§ Your tasks:
[1] According to the review, what is the price of the PDF version of Maze of the Blue Medusa?
[2] Find every line in the records that contains the string "clicks" and copy each one out.

§ Text shown:
----
I'm not actually sure under what circumstances I'd run it. If I had a weekly game with a stable player roster, it'd probably work, assuming they were the sort of players who liked traversing deadly environments, thinking about what they were doing, and keeping track of the relationships of the people in the game. Murderhobos will probably not fare well in here. Since my current group meets more-or-less monthly, and we rotate between three campaigns, we're not going to attempt this: a quarterly run at it is not going to get very far, and no way will my players remember in July any details of what happened in April--and this module will punish them for not remembering. In fact, there's a living mosaic who makes a point of calling out a party that wasn't paying attention when she delivered her riddle.
The titular Medusa, Psathyrella, might or might not be the villain of the piece. She's very likely to be an adversary, but she's a pretty reluctant jailor. She makes a very good case, to the players and to the reader, that killing her is just going to make things a whole lot worse. One of my favorite items in the book is Levalliant Green, Supervillian. He's a perfectly ordinary guy whose superpowers are that he anticipated it all with DMly prescience, and that he didn't do any of the first d4 things the players thought of. This is genius.
And then there's the physical artifact. This book is every bit as beautiful as Red and Pleasant Land, in many of the same ways: robust fabric binding, clean layout, heavy paper. It is larger than Red and Pleasant Land and will not remind you of fairy-tale books you had as a child. But gosh golly is it ever gorgeous. If you're going to buy this, spring for the physical copy, not just the PDF. The PDF is fine; it's totally readable (although my aging eyes require that I zoom in on it). But...damn, the physical book is magnificent. It is right up there with Red and Pleasant Land as "one of the prettiest RPG books I have ever seen." The hardcover is $50. The PDF is a fucking steal at $5. And in this case, I'm recommending you spend the extra $45 for the physical book--but I'm kind of a fetishist when it comes to books, so cum grano salis and all.
Should you buy Maze of the Blue Medusa? Yes. If you like pretty books, this is a hell of a lot of pretty book for fifty bucks, and if you don't, five bucks is less than two cents a room.
So, to summarize: The Cursed Chateau left me lukewarm, but if you want to run a straight-up haunted house scenario, it's quite well-done. England Upturn'd is an insane, and delightful, picture of a 1642 that wasn't quite. Finally, The Maze Of The Blue Medusa is one of the prettiest RPG books you will ever see, and if an incredibly socially-complex madhouse megadungeon appeals to you, or if you collect beautiful books, you need a copy.
I've recently received three RPG books about imprisonment. Two of these are recent Lamentations of the Flame Princess releases, and one is the first thing from Satyr Press. These reviews will not be spoiler-free; if you're planning on playing the modules, rather than reading and running them, you may want to put off reading this piece until you've been through them.
The Cursed Chateau is an expansion and rerelease of James Maliszewski's earlier piece of the same name, which makes it sort of like Death Frost Doom or Carcosa. However, although I've read the earlier versions of each of those, I had never read The Cursed Chateau before.
----
§ Saved entries:
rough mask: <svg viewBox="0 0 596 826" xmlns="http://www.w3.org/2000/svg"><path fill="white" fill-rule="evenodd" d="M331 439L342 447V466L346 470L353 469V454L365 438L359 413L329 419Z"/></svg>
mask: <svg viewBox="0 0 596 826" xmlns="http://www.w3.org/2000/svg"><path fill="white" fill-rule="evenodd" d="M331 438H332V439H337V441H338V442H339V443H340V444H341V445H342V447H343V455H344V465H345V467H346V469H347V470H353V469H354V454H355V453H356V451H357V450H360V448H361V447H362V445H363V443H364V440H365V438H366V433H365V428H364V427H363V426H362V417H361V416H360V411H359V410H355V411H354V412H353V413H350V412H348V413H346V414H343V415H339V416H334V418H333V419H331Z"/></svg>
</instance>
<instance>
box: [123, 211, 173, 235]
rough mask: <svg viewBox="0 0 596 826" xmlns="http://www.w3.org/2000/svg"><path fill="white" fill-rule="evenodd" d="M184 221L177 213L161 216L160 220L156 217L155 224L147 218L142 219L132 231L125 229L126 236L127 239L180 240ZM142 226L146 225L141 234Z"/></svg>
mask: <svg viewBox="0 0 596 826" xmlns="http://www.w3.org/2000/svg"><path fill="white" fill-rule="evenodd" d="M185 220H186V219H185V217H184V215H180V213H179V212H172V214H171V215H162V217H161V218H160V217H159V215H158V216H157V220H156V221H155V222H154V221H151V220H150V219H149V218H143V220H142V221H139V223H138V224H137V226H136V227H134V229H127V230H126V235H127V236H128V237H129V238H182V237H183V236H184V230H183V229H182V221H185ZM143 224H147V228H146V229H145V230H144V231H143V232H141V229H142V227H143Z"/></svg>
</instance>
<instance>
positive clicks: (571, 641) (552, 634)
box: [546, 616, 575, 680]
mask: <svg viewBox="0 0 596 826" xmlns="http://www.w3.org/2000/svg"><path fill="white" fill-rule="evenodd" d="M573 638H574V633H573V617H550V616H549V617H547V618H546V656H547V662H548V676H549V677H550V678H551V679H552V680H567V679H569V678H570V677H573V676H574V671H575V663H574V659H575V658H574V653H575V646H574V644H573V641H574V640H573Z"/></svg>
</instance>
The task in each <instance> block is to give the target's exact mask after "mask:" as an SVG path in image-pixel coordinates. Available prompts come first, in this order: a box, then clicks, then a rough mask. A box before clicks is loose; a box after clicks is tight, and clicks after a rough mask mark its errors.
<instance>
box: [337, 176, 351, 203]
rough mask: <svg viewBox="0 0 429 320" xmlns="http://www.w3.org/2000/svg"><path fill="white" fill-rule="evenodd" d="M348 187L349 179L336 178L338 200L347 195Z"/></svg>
----
§ Activity answers:
[1] $5

[2]
positive clicks: (571, 641) (552, 634)
The task in each <instance> block is to give the target's exact mask after "mask:" as an SVG path in image-pixel coordinates. Available prompts come first, in this order: a box, then clicks, then a rough mask. A box before clicks is loose; a box after clicks is tight, and clicks after a rough mask mark its errors.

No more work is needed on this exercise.